## Material to process
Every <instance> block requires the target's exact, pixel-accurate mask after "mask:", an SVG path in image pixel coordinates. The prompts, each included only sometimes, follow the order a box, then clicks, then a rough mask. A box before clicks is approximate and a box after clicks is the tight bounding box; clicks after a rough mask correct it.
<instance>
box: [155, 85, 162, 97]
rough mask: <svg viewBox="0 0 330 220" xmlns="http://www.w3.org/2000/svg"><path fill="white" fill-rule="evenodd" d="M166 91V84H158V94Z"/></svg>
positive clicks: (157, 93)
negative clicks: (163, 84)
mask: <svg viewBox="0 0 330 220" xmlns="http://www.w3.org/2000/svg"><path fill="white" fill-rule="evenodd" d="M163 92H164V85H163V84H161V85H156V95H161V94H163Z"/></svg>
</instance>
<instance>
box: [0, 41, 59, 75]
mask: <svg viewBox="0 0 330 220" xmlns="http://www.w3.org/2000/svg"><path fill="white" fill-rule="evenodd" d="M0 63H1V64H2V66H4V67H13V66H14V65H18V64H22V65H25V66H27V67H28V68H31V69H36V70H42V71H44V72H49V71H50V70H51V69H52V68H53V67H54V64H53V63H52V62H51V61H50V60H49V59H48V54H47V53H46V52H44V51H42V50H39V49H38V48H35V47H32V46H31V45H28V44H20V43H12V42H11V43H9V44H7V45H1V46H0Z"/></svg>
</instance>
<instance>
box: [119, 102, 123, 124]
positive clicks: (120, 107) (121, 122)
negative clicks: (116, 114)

## Exercise goal
Each line above that contains the string "positive" should be copied.

## Answer area
positive clicks: (157, 93)
positive clicks: (120, 107) (121, 122)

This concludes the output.